** TASK GOAL **
Copy out the lines of the records below, beginning with the line that contains "task: trace the outline of the concrete pole" and stopping after the line that contains "[[[372,68],[372,200],[377,200],[377,90],[373,55],[370,66]]]", with nothing changed.

** GIVEN RECORDS **
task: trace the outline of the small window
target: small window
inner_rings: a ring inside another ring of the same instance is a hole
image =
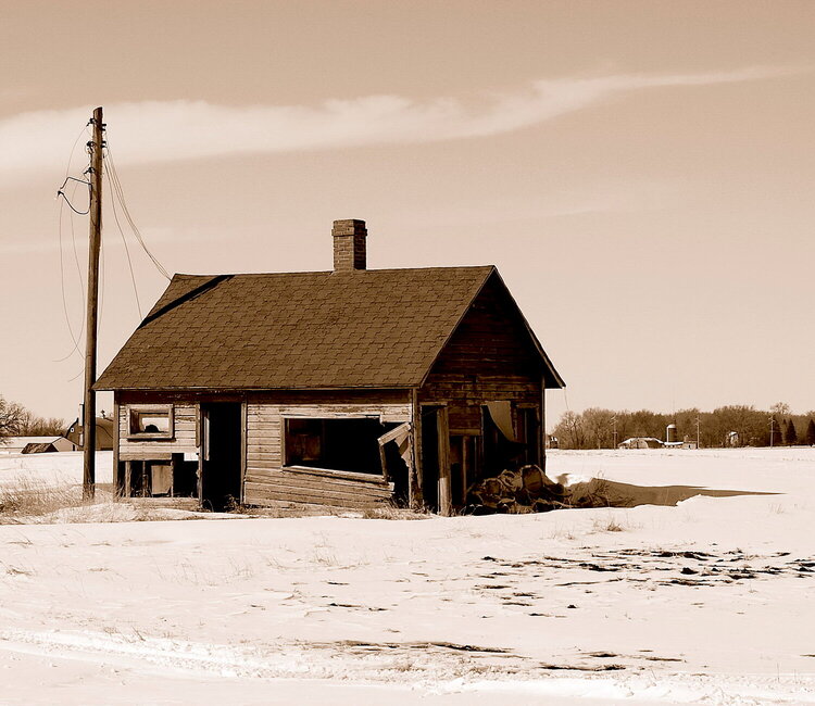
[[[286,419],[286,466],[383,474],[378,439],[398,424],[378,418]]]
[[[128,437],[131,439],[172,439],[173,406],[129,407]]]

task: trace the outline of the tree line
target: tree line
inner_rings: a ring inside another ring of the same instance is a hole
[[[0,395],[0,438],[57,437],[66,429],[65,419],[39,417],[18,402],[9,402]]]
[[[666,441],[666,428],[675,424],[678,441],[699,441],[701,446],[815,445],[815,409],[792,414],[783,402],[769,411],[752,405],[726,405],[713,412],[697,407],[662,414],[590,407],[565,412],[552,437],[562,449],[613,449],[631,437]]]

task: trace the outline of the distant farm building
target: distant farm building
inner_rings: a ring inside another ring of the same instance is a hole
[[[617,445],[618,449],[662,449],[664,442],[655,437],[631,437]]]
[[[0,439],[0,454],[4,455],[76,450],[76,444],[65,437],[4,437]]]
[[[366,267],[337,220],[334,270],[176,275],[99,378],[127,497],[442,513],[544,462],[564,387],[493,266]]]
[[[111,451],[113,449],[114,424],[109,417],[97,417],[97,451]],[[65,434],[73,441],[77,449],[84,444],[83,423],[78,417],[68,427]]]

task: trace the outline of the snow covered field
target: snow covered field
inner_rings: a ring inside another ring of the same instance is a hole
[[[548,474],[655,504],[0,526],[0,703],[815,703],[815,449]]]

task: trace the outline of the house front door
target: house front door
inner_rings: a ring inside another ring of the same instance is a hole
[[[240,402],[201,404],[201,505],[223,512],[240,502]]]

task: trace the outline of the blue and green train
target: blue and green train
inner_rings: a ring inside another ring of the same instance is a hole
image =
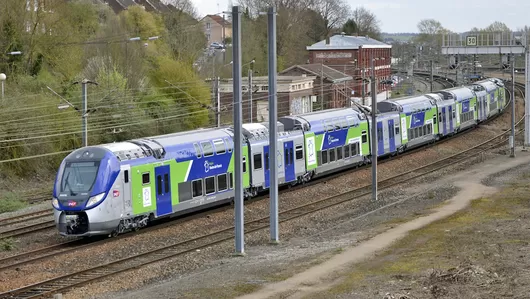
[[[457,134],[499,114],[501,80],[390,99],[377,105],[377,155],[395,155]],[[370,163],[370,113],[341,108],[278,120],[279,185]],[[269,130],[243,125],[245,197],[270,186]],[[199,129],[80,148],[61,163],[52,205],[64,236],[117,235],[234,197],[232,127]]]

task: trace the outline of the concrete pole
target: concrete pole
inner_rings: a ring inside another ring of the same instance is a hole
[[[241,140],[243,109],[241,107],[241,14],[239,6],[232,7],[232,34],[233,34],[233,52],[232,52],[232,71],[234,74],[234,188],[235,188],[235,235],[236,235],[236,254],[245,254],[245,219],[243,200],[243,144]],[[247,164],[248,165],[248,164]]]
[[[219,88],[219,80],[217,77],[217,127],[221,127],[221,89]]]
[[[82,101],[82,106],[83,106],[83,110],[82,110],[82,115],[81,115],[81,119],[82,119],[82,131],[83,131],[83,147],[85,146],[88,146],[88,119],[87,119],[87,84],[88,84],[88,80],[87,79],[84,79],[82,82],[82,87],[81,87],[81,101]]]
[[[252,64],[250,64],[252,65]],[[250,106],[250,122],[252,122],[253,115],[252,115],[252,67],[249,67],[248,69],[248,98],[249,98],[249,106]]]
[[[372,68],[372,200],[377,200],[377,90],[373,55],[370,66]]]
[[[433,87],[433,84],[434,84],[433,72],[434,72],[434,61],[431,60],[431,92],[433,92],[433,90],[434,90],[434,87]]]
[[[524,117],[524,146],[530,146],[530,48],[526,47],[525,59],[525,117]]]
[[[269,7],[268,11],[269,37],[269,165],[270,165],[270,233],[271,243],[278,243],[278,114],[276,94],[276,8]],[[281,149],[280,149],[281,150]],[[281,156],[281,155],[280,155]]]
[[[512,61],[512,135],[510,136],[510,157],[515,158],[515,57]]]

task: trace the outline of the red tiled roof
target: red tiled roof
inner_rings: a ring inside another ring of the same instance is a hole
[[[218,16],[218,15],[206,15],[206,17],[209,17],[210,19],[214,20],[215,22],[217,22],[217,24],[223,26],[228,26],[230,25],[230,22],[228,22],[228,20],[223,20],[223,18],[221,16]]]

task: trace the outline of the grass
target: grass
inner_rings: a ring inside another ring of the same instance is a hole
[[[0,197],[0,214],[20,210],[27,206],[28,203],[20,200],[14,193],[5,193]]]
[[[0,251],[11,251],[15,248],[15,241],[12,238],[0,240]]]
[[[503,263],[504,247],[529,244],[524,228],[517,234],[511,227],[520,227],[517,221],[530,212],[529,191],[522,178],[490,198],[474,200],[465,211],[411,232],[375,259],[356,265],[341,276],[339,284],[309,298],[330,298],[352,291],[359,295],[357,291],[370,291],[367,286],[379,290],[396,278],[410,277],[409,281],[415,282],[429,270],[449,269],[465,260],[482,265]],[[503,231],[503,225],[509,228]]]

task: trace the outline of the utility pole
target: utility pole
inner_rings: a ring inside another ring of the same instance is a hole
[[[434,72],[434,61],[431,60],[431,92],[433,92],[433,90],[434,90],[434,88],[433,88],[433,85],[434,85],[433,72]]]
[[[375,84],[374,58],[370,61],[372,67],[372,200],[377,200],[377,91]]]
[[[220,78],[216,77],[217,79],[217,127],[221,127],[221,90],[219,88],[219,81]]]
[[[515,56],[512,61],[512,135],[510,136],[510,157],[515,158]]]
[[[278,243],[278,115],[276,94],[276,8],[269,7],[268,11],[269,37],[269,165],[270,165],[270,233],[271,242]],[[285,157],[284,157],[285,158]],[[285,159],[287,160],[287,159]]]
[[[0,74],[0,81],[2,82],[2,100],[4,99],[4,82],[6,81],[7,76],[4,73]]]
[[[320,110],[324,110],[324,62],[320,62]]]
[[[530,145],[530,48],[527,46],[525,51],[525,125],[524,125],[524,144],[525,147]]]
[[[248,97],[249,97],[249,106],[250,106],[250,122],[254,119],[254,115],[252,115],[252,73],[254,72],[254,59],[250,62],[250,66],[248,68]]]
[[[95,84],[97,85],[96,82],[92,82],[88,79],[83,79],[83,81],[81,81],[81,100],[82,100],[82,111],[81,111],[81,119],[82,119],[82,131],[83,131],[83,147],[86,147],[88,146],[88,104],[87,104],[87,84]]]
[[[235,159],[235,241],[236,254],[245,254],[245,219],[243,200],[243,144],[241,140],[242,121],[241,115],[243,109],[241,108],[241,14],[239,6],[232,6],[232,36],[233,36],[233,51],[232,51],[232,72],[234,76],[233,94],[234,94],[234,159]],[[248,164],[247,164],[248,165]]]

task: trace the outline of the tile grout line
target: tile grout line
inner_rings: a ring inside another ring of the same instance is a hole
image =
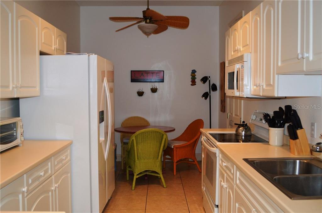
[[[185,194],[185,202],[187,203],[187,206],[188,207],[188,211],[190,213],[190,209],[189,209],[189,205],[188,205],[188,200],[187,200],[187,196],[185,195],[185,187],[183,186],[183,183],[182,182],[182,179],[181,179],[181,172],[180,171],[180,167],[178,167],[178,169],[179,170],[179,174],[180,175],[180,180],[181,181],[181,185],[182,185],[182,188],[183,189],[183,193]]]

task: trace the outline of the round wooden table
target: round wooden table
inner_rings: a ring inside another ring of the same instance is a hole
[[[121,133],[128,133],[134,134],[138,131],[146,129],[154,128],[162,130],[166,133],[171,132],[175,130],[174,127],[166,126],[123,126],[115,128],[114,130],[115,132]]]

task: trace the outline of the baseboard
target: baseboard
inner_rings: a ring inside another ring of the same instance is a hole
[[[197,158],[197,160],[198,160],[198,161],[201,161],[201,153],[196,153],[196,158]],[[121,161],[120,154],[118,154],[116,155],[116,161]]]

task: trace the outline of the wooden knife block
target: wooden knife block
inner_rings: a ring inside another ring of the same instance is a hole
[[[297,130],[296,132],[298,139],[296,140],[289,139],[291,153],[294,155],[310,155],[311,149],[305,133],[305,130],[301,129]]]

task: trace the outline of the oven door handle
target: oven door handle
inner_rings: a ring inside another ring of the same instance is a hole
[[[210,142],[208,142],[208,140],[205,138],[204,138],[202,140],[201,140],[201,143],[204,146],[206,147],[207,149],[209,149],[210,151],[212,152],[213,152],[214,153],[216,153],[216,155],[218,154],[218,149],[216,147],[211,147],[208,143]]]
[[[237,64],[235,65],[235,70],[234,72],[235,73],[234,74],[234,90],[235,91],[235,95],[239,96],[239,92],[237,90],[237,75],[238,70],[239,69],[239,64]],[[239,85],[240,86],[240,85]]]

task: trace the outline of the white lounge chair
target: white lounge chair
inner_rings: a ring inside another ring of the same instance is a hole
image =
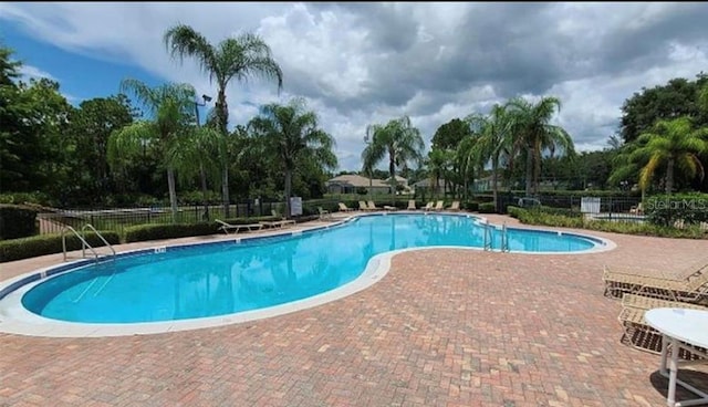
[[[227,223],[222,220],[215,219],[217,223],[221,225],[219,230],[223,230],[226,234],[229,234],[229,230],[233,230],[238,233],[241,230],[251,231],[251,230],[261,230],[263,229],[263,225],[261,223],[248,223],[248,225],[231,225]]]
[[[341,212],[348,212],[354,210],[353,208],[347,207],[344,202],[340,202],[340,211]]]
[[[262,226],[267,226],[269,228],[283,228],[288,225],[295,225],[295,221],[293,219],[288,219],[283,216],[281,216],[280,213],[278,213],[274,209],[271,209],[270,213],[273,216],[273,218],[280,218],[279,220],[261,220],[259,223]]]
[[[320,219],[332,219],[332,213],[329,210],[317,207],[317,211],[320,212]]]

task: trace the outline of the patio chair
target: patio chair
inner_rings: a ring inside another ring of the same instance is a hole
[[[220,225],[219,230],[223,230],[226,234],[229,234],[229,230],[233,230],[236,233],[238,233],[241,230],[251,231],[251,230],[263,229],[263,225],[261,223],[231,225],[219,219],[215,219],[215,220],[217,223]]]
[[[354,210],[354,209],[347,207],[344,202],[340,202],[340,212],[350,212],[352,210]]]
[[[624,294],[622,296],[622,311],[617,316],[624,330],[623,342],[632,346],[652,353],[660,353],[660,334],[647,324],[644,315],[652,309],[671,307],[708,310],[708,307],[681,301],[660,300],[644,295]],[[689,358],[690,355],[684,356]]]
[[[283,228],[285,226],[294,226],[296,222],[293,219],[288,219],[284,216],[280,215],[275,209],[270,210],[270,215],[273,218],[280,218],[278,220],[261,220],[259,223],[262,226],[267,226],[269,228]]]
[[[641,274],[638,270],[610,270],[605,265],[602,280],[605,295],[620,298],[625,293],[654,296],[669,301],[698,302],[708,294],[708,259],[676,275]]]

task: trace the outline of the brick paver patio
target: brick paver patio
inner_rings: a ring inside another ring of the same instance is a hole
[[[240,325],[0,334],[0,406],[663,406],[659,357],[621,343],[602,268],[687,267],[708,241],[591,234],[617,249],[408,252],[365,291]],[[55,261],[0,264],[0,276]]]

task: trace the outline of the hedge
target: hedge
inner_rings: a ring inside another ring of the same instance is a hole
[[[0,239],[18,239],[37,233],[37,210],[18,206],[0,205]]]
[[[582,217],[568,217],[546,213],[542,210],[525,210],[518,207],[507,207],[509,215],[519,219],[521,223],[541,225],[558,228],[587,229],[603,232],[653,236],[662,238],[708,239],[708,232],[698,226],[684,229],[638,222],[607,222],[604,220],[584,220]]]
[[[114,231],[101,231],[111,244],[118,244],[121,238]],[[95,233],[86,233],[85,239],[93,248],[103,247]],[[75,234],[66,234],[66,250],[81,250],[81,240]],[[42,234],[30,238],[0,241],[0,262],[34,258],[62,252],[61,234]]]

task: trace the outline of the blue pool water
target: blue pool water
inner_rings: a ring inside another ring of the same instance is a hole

** OUTPUT FOR THIS EXERCISE **
task: trace the outline of the concrete pole
target: concrete pole
inner_rings: a ring inside another ring of the same instance is a hole
[[[241,140],[243,109],[241,107],[241,14],[239,6],[232,7],[232,34],[233,34],[233,52],[232,52],[232,71],[234,74],[234,188],[235,188],[235,235],[236,235],[236,254],[245,254],[245,219],[243,200],[243,144]],[[247,164],[248,165],[248,164]]]
[[[219,88],[219,80],[217,77],[217,127],[221,127],[221,89]]]
[[[82,101],[82,106],[83,106],[83,110],[82,110],[82,115],[81,115],[81,119],[82,119],[82,131],[83,131],[83,147],[85,146],[88,146],[88,119],[87,119],[87,84],[88,84],[88,80],[87,79],[84,79],[82,82],[82,87],[81,87],[81,101]]]
[[[252,64],[250,64],[252,65]],[[250,106],[250,122],[252,122],[253,115],[252,115],[252,67],[249,67],[248,69],[248,98],[249,98],[249,106]]]
[[[372,68],[372,200],[377,200],[377,90],[373,55],[370,66]]]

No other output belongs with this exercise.